* [Task goal] Beneath this instruction is a block of data; output from it exactly the lines that run from the one containing "point: the light" through the one containing "point: the gray", inclusive.

* [Dataset entries]

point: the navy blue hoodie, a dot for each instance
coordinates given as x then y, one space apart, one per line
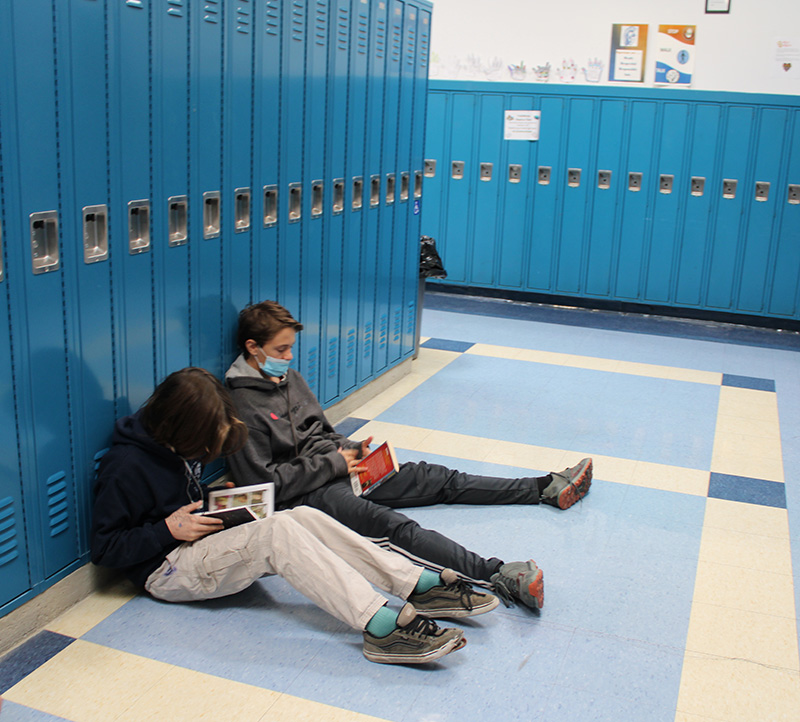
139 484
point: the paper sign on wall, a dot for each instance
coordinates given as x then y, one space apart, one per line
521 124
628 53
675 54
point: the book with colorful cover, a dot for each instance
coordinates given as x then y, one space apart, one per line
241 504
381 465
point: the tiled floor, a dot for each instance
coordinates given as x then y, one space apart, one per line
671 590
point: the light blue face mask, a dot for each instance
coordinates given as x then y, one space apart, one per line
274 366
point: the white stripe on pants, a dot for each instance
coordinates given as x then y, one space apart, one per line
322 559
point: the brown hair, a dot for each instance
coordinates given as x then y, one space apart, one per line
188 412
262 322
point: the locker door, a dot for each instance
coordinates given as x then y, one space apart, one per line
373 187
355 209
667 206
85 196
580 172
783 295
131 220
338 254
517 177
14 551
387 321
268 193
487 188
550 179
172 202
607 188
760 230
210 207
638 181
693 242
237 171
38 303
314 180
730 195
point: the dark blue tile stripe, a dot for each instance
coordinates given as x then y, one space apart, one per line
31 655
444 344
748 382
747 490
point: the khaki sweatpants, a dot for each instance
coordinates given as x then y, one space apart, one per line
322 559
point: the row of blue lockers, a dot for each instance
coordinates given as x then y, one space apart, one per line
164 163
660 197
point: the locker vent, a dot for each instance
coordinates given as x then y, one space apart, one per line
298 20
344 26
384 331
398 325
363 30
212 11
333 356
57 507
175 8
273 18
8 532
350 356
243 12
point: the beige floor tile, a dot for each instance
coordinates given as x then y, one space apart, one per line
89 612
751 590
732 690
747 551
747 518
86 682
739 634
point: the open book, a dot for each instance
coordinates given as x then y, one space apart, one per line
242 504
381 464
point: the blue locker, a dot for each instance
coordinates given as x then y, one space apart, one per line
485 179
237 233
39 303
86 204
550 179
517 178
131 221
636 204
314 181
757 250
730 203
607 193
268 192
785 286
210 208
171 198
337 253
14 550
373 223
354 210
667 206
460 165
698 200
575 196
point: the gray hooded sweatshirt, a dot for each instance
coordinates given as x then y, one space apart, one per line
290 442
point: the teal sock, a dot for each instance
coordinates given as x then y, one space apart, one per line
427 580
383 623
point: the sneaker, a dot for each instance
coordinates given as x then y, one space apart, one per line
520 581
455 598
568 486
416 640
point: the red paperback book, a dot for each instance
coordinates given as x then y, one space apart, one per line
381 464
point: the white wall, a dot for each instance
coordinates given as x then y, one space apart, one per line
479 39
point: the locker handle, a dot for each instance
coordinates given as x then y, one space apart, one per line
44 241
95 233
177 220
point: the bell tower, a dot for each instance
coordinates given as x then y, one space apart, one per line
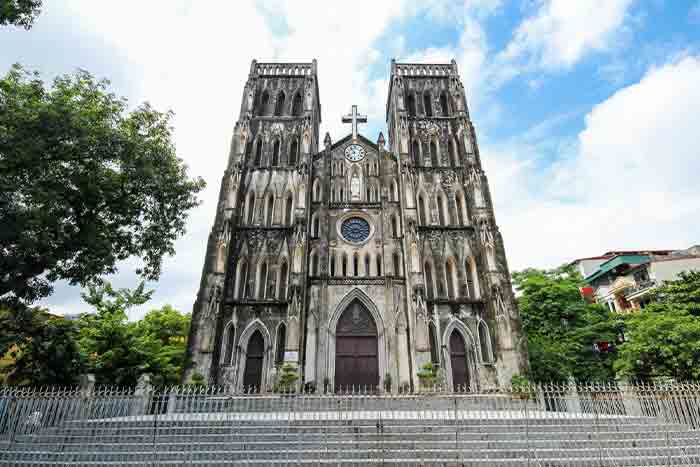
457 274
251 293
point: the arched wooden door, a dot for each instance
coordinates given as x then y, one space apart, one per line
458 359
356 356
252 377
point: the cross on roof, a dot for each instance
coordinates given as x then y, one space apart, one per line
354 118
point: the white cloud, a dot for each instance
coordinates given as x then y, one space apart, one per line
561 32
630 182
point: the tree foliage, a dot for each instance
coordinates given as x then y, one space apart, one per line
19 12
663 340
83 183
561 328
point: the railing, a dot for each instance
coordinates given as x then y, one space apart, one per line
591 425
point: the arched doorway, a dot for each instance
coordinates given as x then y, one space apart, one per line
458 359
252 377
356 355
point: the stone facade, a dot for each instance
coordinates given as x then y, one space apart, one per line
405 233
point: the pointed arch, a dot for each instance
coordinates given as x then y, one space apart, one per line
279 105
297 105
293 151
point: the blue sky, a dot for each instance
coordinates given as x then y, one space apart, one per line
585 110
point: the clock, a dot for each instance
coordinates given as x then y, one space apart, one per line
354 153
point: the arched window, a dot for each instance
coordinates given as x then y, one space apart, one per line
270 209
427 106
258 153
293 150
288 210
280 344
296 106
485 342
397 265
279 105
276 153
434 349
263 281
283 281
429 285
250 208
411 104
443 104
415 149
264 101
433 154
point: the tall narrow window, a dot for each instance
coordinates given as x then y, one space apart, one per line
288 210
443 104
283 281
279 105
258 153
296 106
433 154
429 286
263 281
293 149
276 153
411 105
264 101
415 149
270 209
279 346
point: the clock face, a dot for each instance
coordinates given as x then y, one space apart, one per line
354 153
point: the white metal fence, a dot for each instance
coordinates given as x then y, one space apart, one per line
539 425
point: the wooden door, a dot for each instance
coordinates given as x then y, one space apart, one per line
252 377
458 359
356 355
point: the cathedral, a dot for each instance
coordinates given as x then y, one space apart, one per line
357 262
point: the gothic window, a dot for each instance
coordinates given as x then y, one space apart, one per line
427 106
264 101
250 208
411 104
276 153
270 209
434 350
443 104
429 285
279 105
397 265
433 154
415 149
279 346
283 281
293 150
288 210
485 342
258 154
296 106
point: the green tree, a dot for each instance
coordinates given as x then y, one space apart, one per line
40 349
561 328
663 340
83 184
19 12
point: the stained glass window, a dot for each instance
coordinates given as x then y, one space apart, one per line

---

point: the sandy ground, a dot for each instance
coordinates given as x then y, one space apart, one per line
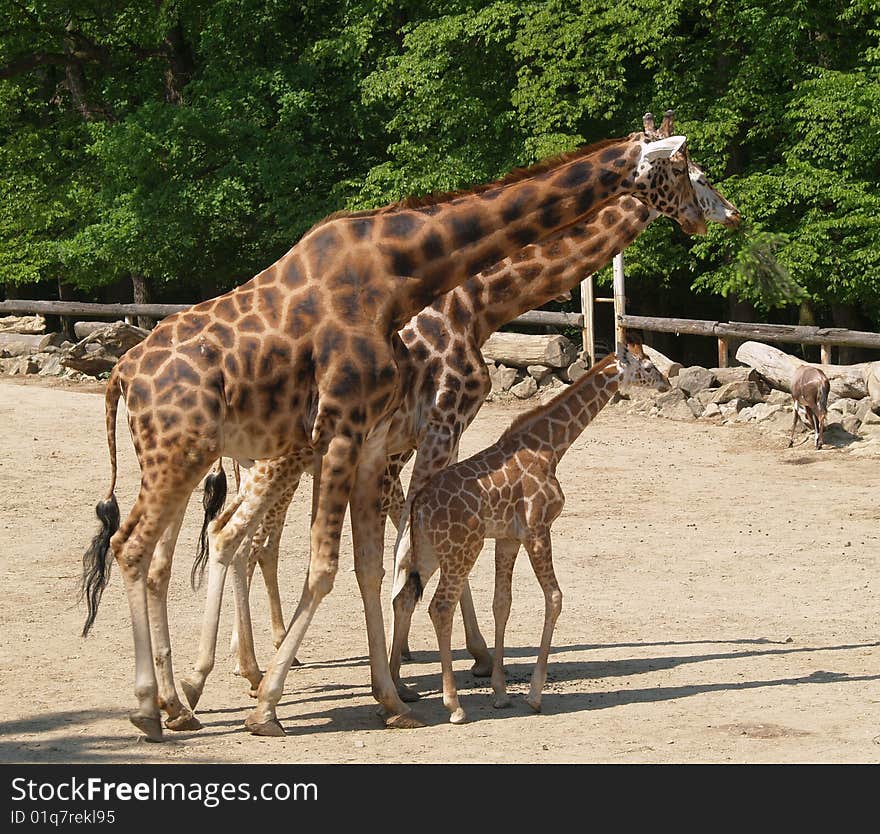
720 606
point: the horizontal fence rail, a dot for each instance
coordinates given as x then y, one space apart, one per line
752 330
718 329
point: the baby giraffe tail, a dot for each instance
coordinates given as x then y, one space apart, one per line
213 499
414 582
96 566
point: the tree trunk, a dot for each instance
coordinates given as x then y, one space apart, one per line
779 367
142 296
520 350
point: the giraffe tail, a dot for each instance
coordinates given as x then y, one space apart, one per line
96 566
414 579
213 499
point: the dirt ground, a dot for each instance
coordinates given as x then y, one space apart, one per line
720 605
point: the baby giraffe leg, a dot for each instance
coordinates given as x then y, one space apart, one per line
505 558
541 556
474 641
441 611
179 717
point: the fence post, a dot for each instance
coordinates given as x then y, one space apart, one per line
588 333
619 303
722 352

* [Output below]
point: the light blue face mask, a dot for each instance
coordinates given as x then y, one space apart, one per line
274 366
point: the white stripe on pants, a dot for each instance
coordinates given as x then y, one space apart, one per line
322 559
point: the brown hair, a dot for each instance
coordinates given as x then y, one space apart, one per line
188 412
262 322
point: the locker door, a dot for each instance
coordinates given as x then y, one space apart, one per line
373 187
355 209
667 206
85 196
580 172
783 295
131 220
338 254
517 177
14 551
387 321
268 193
487 188
550 179
172 202
607 188
760 230
210 207
638 181
693 242
237 171
38 303
314 180
730 195
point: the dark blue tile stripe, a dot for each instance
coordinates given as x then y, one space apart, one per line
31 655
444 344
748 382
747 490
point: the khaki sweatpants, a dot for each instance
coordinates given as x then y, one space apart, one per line
322 559
point: the row of blue lockers, a dot for each instance
coordinates given as x then y, one space apart, one per line
164 163
660 197
point: the locker vent, a dot for each instance
coordinates given as x then y, one space apart, one per line
298 20
344 26
384 331
398 325
363 30
212 11
333 356
57 507
175 8
273 18
8 532
350 356
243 12
point: the beige floor tile, a dot for each instance
coordinates given as x then y, one space apart, one per line
89 612
751 590
732 690
747 551
747 518
86 682
739 634
point: the open book, a dot for each instance
coordinates given as x then y, one space apart, one per line
242 504
381 464
point: the blue locker, a dot for each instance
coordinates given as x then y, one space apart, one per line
485 179
237 233
39 303
86 204
550 179
517 178
131 221
636 204
314 181
757 250
730 203
607 193
268 192
785 286
210 208
171 198
337 253
14 550
373 223
354 210
667 206
460 165
698 200
575 196
point: the gray hooded sweatshirt, a dot for each instance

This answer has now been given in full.